BEGIN Text for analysis

Task‑Aware Decoding (TaD): A Plug‑and‑Play Method to Mitigate Hallucinations in Large Language Models
This article presents Task‑aware Decoding (TaD), a plug‑and‑play technique introduced by JD Tech and Tsinghua University and accepted at IJCAI 2024, which reduces intrinsic hallucinations in large language models by comparing pre‑ and post‑fine‑tuning outputs, and demonstrates its effectiveness combined with Retrieval‑Augmented Generation across various tasks.
Large language models (LLMs) have ushered in a new era of AI capabilities, yet their tendency to generate inaccurate or fabricated content—known as hallucination—poses a major obstacle for reliable deployment. While Retrieval‑Augmented Generation (RAG) can alleviate hallucinations by injecting external knowledge, it does not fully address the intrinsic hallucination of the LLM itself.
To tackle this, JD Tech and Tsinghua University propose Task‑aware Decoding (TaD), a method that compares the output probability distributions of an LLM before and after supervised fine‑tuning. By constructing a knowledge vector from the differences, TaD amplifies factual knowledge learned during fine‑tuning while suppressing spurious patterns, and can be applied to any LLM without modifying its parameters.
The paper surveys existing hallucination sources—data quality, training procedures, and inference strategies—and reviews related mitigation approaches such as data cleaning, knowledge editing, and RAG. It highlights the limitations of these methods, especially their lack of generality and potential to degrade model performance.
Experimental results on multiple-choice, commonsense QA, and more challenging reasoning benchmarks show that TaD consistently outperforms baseline decoding strategies and other contrastive decoding methods. Gains are especially pronounced when fine‑tuning data are scarce, demonstrating TaD’s ability to bridge the gap between pre‑trained knowledge and downstream task requirements.
In a real‑world deployment, TaD is integrated with RAG in JD’s general‑purpose knowledge‑question answering system. The combined TaD+RAG pipeline achieves markedly lower hallucination rates while maintaining high answer relevance, confirming the practicality of the approach.
The authors conclude with a forward‑looking discussion, suggesting that future systems will likely combine RAG, autonomous agents, and advanced memory modules, and that deeper fusion of external knowledge with LLM reasoning—as exemplified by TaD—will remain a key research direction for achieving low‑hallucination AI.

END Text for analysis
BEGIN Records supplied

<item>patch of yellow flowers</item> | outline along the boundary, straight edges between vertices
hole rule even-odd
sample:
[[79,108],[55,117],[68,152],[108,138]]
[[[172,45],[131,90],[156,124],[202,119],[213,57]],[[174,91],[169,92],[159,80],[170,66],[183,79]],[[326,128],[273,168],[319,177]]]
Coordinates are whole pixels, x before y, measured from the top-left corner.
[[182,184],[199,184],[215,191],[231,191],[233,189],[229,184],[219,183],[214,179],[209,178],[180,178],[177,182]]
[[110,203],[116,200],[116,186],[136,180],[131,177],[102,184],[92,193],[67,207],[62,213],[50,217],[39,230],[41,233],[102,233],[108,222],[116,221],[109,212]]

END Records supplied
BEGIN Records supplied

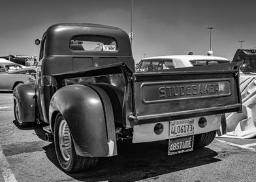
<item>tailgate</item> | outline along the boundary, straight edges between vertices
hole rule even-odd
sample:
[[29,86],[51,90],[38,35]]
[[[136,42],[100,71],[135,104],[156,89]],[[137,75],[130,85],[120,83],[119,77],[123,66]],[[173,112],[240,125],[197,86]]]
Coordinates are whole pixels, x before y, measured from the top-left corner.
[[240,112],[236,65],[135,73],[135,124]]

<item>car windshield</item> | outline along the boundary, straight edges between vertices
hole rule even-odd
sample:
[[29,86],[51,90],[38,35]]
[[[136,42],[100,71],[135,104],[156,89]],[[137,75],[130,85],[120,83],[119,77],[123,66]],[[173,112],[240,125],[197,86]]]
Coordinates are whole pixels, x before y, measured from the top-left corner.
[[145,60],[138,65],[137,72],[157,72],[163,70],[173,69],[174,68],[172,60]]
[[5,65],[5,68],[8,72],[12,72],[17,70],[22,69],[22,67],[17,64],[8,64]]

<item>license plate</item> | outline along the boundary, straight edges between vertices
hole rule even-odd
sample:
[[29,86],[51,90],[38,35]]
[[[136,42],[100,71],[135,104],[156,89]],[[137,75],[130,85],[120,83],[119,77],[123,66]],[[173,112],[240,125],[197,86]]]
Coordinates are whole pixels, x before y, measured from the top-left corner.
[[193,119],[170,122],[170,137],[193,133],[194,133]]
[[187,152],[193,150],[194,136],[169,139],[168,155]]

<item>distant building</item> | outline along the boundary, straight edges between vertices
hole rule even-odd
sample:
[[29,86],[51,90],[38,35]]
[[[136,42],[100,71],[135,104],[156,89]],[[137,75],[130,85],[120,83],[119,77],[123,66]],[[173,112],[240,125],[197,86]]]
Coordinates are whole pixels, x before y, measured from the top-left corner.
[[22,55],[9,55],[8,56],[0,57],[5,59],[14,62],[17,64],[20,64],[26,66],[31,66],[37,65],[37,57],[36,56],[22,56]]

END Records supplied

▶ _Required action 1_
Translate this sentence from the article on Task-aware Decoding into Spanish: "Gains are especially pronounced when fine‑tuning data are scarce, demonstrating TaD’s ability to bridge the gap between pre‑trained knowledge and downstream task requirements."
▶ _Required action 2_
According to the article on Task-aware Decoding, in which system is TaD combined with RAG in a real-world deployment?
The records are separate material and do not belong to the article on Task-aware Decoding.

▶ _Your solution 1_
Las mejoras son especialmente pronunciadas cuando los datos de ajuste fino son escasos, lo que demuestra la capacidad de TaD para cerrar la brecha entre el conocimiento preentrenado y los requisitos de las tareas posteriores.

▶ _Your solution 2_
It is combined with RAG in JD's general-purpose knowledge-question answering system.